▸ **To be done**:
[1] According to the regex reference, what does the s flag do?
[2] Reproduce a portion of the regex reference word for word. Begin at the words "(?P<name>...) Named group" and stop after "Extended (ignore whitespace)".
[3] Extend the regex reference, picking up right after its final line.

▸ **Passage given**:
Pattern Matching Reference
A comprehensive guide to regex syntax, patterns, and best practices across different flavors and implementations. Master the art of pattern matching.
Essential regex syntax at a glance. Your go-to cheat sheet for common patterns and metacharacters.
. Any character except newline
\d Digit [0-9]
\D Not digit [^0-9]
\w Word character [a-zA-Z0-9_]
\W Not word character
\s Whitespace [ \t\r\n\f\v]
\S Not whitespace
[abc] Any of a, b, or c
[^abc] Not a, b, or c
[a-z] Range a through z
* 0 or more (greedy)
+ 1 or more (greedy)
? 0 or 1 (greedy)
{n} Exactly n times
{n,} n or more times
{n,m} Between n and m times
*? 0 or more (lazy)
+? 1 or more (lazy)
?? 0 or 1 (lazy)
*+ Possessive (PCRE/Java)
^ Start of string/line
$ End of string/line
\b Word boundary
\B Not word boundary
\A Start of string (always)
\Z End of string (always)
\z Absolute end (PCRE/Python)
\G Start of search (Perl/PCRE)
(...) Capturing group
(?:...) Non-capturing group
(?<name>...) Named group (PCRE/.NET)
(?P<name>...) Named group (Python)
\1, \2, ... Backreference
\k<name> Named backreference
(?>...) Atomic group
(?=...) Positive lookahead
(?!...) Negative lookahead
(?<=...) Positive lookbehind
(?<!...) Negative lookbehind
i Case-insensitive
g Global (match all)
m Multiline (^ $ match lines)
s Dotall (. matches newline)
x Extended (ignore whitespace)
u Unicode
Foundational regex concepts: literals, metacharacters, and character classes.
Most characters match themselves literally. Regular text is interpreted character by character:
cat Matches "cat"
hello Matches "hello"
123 Matches "123"
Special characters with reserved meanings. Must be escaped with backslash to match literally:
. ^ $ * + ? { } [ ] \ | ( )

(Rows excerpted from a collection)

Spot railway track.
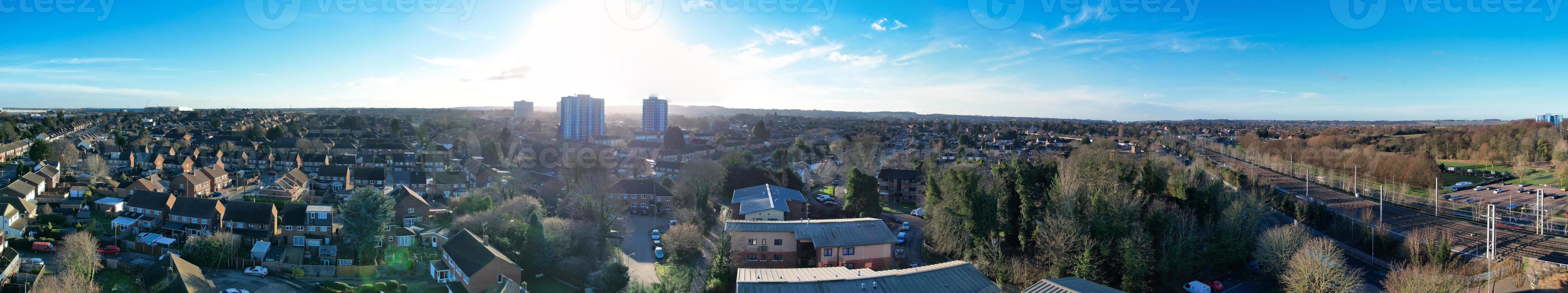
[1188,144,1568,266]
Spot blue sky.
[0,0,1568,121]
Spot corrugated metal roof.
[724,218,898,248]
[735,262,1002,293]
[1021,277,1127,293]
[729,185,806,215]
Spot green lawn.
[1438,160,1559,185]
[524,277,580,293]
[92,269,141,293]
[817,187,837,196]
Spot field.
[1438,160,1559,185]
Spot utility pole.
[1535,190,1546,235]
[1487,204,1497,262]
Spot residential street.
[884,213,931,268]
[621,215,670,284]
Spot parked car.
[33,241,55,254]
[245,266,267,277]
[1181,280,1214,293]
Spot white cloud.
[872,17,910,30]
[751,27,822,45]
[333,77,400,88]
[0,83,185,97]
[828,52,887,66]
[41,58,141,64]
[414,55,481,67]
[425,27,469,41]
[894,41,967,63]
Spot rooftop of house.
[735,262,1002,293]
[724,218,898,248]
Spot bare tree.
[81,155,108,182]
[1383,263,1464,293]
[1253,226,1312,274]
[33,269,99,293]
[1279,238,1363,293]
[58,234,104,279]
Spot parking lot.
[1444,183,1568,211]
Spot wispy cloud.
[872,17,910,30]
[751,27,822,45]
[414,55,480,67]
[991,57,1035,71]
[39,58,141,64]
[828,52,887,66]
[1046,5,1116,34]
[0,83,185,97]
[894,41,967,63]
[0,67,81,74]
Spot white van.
==
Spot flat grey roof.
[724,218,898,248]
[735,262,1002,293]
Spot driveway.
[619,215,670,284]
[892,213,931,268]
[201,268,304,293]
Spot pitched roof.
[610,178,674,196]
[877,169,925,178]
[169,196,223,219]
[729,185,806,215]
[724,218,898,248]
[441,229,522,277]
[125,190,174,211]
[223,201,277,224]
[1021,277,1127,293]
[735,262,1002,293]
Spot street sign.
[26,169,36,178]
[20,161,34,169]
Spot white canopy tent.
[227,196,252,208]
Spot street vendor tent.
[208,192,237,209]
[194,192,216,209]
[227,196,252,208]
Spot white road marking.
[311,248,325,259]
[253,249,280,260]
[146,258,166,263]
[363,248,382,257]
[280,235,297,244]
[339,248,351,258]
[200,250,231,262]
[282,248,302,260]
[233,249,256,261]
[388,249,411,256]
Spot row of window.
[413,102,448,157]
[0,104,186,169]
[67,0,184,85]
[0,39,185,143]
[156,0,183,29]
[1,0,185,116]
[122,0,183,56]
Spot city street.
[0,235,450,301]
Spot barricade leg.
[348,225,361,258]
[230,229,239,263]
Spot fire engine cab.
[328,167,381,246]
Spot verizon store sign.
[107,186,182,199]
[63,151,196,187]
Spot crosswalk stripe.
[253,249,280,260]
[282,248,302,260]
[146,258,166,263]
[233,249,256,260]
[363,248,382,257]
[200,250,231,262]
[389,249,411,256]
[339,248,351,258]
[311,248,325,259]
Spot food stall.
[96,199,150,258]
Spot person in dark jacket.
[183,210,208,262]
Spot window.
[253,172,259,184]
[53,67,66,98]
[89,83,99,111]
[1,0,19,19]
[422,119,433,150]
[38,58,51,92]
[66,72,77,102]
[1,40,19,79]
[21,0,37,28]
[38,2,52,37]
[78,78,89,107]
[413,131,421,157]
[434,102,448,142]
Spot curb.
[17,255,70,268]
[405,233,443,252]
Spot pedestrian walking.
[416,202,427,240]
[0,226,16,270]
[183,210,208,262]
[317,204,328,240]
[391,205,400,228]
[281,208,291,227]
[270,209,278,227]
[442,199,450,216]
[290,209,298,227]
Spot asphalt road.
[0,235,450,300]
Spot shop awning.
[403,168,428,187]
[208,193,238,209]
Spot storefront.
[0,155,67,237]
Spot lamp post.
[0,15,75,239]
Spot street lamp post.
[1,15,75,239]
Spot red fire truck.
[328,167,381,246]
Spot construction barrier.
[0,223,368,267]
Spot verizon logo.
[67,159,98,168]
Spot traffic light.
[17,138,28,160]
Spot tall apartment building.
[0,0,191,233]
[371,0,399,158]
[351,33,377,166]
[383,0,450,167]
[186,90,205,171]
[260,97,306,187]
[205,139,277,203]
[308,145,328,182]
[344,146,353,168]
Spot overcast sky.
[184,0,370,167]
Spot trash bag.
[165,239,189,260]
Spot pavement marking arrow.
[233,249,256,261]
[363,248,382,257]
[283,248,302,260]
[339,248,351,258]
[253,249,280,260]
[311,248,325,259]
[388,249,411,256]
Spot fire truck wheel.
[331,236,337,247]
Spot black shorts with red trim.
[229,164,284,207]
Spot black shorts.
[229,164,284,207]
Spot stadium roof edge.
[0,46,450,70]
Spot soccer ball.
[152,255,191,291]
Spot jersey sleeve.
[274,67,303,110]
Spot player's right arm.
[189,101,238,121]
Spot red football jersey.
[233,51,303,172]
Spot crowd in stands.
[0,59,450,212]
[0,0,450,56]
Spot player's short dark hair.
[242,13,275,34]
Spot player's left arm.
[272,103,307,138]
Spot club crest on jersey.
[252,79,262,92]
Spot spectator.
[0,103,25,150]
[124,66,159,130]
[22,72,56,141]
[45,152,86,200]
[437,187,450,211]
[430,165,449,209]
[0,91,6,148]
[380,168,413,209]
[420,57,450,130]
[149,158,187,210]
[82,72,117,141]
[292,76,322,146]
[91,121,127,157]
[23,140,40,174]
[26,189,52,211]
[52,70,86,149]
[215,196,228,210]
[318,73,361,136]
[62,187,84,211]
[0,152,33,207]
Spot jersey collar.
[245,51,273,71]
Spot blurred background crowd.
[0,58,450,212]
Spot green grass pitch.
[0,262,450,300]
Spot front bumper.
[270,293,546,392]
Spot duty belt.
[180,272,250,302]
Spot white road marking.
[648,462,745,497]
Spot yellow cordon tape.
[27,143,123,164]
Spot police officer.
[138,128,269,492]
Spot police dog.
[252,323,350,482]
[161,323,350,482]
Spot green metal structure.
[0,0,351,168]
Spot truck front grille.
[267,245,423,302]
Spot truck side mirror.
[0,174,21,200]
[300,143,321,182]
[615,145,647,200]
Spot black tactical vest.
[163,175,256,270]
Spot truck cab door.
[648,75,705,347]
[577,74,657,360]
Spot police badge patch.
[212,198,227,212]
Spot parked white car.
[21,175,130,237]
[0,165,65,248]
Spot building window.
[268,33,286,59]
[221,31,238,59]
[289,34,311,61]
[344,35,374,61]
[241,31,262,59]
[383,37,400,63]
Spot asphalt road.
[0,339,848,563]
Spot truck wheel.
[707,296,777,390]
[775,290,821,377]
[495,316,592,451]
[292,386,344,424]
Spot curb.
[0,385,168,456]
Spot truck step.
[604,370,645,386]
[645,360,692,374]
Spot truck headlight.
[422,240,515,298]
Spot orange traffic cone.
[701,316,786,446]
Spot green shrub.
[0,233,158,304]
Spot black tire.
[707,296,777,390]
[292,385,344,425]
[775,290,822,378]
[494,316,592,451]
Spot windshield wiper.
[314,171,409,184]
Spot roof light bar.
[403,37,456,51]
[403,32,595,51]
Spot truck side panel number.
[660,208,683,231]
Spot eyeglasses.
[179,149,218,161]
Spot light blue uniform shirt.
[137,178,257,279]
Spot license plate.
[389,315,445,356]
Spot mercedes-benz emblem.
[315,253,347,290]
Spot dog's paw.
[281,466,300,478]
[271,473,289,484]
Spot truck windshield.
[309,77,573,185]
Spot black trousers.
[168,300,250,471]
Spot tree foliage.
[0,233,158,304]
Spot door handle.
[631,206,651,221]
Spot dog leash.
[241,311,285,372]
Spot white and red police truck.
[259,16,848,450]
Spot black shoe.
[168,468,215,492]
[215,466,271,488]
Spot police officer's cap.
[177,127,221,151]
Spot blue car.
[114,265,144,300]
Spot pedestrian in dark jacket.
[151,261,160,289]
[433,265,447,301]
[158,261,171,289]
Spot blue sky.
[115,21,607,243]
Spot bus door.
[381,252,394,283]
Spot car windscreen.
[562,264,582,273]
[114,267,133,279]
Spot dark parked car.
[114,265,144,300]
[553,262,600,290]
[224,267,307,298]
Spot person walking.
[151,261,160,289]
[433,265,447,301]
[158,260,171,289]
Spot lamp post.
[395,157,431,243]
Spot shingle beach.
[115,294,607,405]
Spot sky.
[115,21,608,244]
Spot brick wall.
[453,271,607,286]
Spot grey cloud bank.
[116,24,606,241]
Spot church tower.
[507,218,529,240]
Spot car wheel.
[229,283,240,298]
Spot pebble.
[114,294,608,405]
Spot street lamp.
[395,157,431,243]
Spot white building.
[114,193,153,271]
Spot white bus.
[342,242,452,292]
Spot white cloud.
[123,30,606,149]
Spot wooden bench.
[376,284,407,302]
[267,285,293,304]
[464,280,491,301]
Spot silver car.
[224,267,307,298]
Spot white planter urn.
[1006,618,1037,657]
* * *
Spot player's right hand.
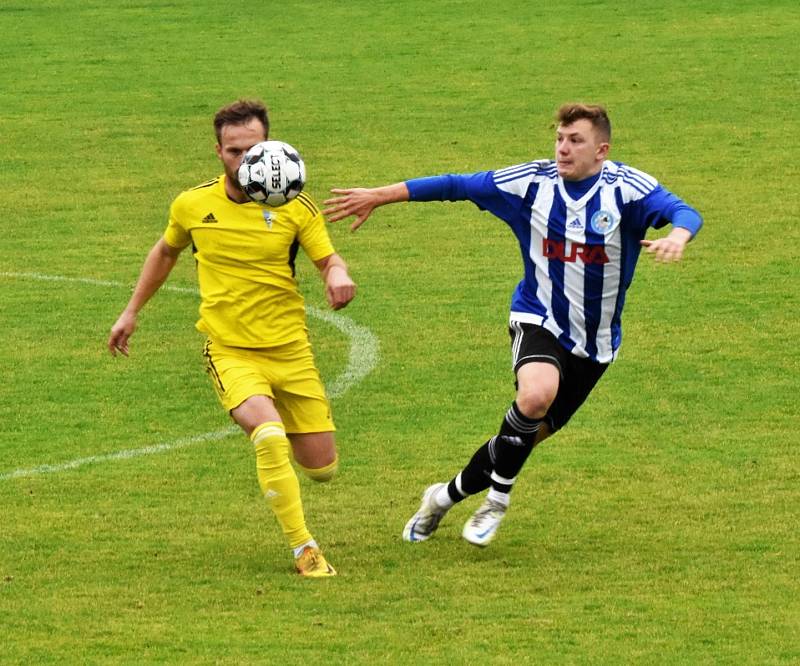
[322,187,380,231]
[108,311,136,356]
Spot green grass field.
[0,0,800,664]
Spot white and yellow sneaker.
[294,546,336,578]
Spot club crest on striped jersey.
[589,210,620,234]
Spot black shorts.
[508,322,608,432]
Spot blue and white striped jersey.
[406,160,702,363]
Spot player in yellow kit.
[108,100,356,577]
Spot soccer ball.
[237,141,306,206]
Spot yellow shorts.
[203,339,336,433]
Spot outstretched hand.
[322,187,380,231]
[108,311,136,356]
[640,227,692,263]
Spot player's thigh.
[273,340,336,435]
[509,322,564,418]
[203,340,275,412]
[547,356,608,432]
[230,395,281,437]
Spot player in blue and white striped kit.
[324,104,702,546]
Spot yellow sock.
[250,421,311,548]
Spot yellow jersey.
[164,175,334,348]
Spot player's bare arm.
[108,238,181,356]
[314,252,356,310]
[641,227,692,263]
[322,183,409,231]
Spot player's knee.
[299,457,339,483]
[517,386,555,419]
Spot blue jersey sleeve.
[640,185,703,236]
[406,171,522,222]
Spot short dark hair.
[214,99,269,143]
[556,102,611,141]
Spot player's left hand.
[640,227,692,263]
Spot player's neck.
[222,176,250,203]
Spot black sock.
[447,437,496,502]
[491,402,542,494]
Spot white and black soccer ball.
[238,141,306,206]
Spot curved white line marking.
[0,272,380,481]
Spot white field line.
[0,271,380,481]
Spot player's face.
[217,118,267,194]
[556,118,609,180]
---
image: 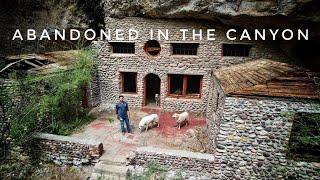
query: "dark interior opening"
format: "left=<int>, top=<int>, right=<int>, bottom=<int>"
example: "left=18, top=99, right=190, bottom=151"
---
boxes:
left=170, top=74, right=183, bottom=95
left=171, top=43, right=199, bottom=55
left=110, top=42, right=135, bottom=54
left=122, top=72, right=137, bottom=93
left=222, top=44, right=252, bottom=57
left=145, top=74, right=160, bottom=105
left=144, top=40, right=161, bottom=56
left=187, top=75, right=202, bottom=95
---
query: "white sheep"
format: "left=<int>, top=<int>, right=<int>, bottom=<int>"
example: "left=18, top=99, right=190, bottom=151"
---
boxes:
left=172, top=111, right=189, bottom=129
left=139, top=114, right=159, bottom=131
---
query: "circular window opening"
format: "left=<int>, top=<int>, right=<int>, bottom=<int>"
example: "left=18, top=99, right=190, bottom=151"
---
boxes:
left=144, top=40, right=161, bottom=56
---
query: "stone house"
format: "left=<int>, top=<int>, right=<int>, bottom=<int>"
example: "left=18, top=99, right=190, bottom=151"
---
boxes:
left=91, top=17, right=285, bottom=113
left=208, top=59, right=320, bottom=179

▸ **Answer set**:
[1] It enables dotall mode, so the dot also matches newline.

[2]
(?P<name>...) Named group (Python)
\1, \2, ... Backreference
\k<name> Named backreference
(?>...) Atomic group
(?=...) Positive lookahead
(?!...) Negative lookahead
(?<=...) Positive lookbehind
(?<!...) Negative lookbehind
i Case-insensitive
g Global (match all)
m Multiline (^ $ match lines)
s Dotall (. matches newline)
x Extended (ignore whitespace)

[3]
To match these literally, prefix with backslash:
\. Matches a literal dot
\$ Matches a dollar sign
\(hello\) Matches "(hello)" literally
\* Matches a literal asterisk
The dot . matches any single character except newline:
. Matches any single character except newline
a.c Matches "abc", "a9c", "a c", etc.
..... Matches any 5 characters
/s flag (dotall mode), the dot matches newlines too.
Define a set of characters to match. Use square brackets to create a class:
[abc] Matches 'a', 'b', or 'c'
[aeiou] Matches any vowel
[0-9] Matches any digit
[a-z] Matches any lowercase letter
[a-zA-Z] Matches any letter
[a-zA-Z0-9] Matches any alphanumeric character
Use ^ at the start to negate:
[^abc] Matches anything except 'a', 'b', or 'c'
[^0-9] Matches anything except digits
[^\s] Matches any non-whitespace character
\d Digit [0-9]
\D Non-digit [^0-9]
\w Word character [a-zA-Z0-9_]
\W Non-word character [^a-zA-Z0-9_]
\s Whitespace [ \t\r\n\f\v]
\S Non-whitespace [^ \t\r\n\f\v]
\h Horizontal whitespace (PCRE)
\v Vertical whitespace (PCRE)
Control how many times an element repeats. Understanding greedy vs lazy is essential.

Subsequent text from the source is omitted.